New editorial proposes changes to improve minority representation in clinical trials

In an editorial published in CNS Spectrums, Jay Avasarala, MD, PhD, takes the research community to task for its lack of minority representation in Phase III clinical trials for drugs to treat Multiple Sclerosis (MS).
Noting that the disease course of MS in African-American (AA) patients is more aggressive, he urged researchers to make more effort to stave off the persistent slide in minority representation, which he believes skews efficacy and disability data and prevents physicians’ ability to extrapolate whether drugs are effective in these populations.
“The MS phenotype in the African-American patient is an ideal model to study drug efficacy since the disease follows a rapidly disabling course,” he wrote. “AA MS patients admitted to U.S. nursing homes are six years younger but more disabled compared to Caucasian American (CA) patients with MS. Since phenotypes between CA and AA can be clinically distinct, it is remarkable that not a single study has compared how drugs perform in such diverse groups.”
According to Avasarala, a neurologist specializing in Multiple Sclerosis and neuroimmunology at UK HealthCare’s Kentucky Neuroscience Institute, minority recruitment for clinical trials for MS drugs has declined from 7.7 percent in 2002 to about 2 percent in 2013.
In 2014, the FDA’s Center for Drug Evaluation and Research (CDER) launched the Drug Trials Snapshots initiative that endeavored to increase minority representation in drug trials and improve public transparency by providing drug trial data online. While Avasarala acknowledges that the initiative was a good first step, he emphasizes that it does not require drug package inserts to include efficacy data from minority populations, making it difficult for prescribing physicians to determine whether the drug will help patients from minority ethnicities.
In the editorial, Avasarala proposed several changes to help spur minority recruitment, which will in turn improve the quality of data for minority populations and make it easier for physicians to treat their AA patients.
“First, I believe we should require pharmaceutical companies to collect post-marketing data in all minority groups who receive FDA-approved drugs for management of MS and classify responsiveness based on ethnicity,” he said, noting that the FDA has required manufacturers to provide post-marketing data on drug safety for many years.
Avasarala also advocates for a requirement that package labeling include efficacy data from minority populations and that no publication should accept study data without a clarifying statement that acknowledges the lack of sufficient data to make reasonable conclusions in non-Caucasian minorities.
Since the 1970’s, science has documented that MS among African Americans is clinically distinct in its progression and presentation, according to Avasarala, but research into treatments that address their particular phenotype has not kept pace.
“The scientific community has published reams of data, but all that matters to a patient is, ‘OK, doc, how can you treat me?’ “What drugs would you recommend?” And we fall short for African Americans, because we simply don’t have the data.”
“I feel powerless to help them. There needs to be a change. And change ought to begin in the form of a policy shift.”
Avasarala says his research at UK HealthCare will focus on the translational aspects of MS, data mining, the application of retinal imaging techniques to advance disease diagnosis, and studying in vitro blood-brain barrier models to facilitate drug transportation.

=-=-=

** Tasks for this exercise **
[1] From the article on minority representation in MS drug trials, list every area that Avasarala's research at UK HealthCare will focus on.
[2] Print the part of the article on minority representation in MS drug trials that starts with "In the editorial, Avasarala" and goes on through "their AA patients.".

** Record extracts **
=-=-=

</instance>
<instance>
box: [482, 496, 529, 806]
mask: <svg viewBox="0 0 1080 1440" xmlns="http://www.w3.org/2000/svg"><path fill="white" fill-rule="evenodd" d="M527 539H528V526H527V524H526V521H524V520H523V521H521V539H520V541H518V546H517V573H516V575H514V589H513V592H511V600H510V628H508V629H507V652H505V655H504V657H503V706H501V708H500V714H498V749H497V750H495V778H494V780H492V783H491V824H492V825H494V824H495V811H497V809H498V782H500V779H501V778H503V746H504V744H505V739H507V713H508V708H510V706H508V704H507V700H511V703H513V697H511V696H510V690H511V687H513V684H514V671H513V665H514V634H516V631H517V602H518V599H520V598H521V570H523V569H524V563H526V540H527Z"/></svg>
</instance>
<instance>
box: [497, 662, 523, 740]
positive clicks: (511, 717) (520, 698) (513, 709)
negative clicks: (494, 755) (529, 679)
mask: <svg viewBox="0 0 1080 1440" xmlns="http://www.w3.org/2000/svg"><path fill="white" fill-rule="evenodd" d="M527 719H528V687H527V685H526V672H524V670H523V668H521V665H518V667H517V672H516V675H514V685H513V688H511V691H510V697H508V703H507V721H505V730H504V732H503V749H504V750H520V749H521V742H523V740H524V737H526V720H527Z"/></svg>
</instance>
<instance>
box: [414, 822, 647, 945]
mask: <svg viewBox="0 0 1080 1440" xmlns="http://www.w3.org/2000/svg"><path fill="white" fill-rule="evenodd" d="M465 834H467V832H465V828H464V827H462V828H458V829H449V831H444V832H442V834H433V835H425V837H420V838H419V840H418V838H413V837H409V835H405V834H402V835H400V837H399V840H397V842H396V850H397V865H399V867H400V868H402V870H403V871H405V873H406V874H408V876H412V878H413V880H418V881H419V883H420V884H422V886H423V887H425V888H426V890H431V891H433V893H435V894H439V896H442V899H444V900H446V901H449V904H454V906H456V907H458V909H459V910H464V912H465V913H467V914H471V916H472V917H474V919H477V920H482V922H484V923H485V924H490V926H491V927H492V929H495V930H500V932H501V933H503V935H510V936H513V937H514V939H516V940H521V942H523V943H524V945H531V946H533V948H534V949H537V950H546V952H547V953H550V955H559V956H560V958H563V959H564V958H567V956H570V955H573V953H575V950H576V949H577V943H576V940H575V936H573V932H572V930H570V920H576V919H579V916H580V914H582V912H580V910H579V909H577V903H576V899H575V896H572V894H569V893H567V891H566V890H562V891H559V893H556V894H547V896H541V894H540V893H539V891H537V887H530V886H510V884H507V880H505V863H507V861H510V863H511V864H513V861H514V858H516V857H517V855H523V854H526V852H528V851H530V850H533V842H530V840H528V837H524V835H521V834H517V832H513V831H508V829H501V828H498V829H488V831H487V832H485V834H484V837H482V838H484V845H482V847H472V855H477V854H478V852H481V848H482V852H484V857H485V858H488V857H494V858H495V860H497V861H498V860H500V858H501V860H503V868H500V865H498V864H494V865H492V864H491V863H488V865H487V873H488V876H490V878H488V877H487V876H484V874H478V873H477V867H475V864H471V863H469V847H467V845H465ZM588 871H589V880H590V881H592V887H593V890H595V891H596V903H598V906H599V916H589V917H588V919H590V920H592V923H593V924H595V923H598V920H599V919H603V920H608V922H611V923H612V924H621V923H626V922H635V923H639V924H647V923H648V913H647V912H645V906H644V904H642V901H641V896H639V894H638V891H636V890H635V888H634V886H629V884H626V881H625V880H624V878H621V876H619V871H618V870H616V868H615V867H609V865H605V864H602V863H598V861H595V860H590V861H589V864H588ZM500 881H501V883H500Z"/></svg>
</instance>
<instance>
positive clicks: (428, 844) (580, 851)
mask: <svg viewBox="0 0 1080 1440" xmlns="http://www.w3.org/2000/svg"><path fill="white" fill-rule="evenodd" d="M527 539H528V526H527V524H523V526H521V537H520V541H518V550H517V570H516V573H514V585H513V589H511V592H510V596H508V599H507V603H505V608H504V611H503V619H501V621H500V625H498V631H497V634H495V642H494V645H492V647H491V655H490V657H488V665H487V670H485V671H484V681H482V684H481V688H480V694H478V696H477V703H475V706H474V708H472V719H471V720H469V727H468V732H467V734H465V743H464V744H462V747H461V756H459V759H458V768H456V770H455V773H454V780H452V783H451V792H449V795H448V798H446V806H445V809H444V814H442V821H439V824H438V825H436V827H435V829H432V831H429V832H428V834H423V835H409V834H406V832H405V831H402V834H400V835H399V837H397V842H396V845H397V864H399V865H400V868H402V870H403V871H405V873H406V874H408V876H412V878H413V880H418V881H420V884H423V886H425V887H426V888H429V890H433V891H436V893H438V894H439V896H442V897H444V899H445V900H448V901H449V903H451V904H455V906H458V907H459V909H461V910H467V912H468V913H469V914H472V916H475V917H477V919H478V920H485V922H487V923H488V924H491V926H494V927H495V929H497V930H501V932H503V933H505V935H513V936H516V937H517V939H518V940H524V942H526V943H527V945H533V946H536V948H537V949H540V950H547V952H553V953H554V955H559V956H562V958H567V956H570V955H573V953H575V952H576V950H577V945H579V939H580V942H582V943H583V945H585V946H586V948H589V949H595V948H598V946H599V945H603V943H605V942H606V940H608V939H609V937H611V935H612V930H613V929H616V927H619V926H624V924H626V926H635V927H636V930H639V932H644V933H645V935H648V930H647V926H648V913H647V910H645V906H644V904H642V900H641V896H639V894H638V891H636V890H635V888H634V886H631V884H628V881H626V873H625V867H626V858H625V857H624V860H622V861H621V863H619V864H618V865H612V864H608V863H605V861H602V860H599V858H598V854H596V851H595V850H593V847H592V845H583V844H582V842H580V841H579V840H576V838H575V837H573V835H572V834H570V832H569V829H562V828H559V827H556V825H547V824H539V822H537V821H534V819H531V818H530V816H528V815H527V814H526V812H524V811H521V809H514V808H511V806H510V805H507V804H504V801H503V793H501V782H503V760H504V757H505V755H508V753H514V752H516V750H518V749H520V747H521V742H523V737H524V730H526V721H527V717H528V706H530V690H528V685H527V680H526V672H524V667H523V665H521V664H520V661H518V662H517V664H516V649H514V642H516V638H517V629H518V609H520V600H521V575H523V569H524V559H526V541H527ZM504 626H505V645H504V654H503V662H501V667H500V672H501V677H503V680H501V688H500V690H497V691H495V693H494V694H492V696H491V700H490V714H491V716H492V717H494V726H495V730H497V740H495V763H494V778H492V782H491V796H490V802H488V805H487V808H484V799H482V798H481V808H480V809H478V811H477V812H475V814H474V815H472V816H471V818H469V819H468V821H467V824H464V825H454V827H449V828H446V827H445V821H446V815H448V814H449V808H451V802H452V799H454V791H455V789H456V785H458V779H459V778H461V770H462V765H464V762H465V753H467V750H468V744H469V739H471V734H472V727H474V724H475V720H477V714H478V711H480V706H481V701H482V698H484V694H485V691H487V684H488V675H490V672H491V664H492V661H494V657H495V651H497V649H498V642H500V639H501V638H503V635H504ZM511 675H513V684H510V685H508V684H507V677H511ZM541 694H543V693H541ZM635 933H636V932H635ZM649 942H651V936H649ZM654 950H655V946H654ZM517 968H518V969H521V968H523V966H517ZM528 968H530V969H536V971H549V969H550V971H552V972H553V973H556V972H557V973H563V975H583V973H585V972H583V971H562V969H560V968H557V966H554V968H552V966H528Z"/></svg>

=-=-=

** Expected responses **
[1]
- the translational aspects of MS
- data mining
- the application of retinal imaging techniques to advance disease diagnosis
- studying in vitro blood-brain barrier models to facilitate drug transportation

[2]
In the editorial, Avasarala proposed several changes to help spur minority recruitment, which will in turn improve the quality of data for minority populations and make it easier for physicians to treat their AA patients.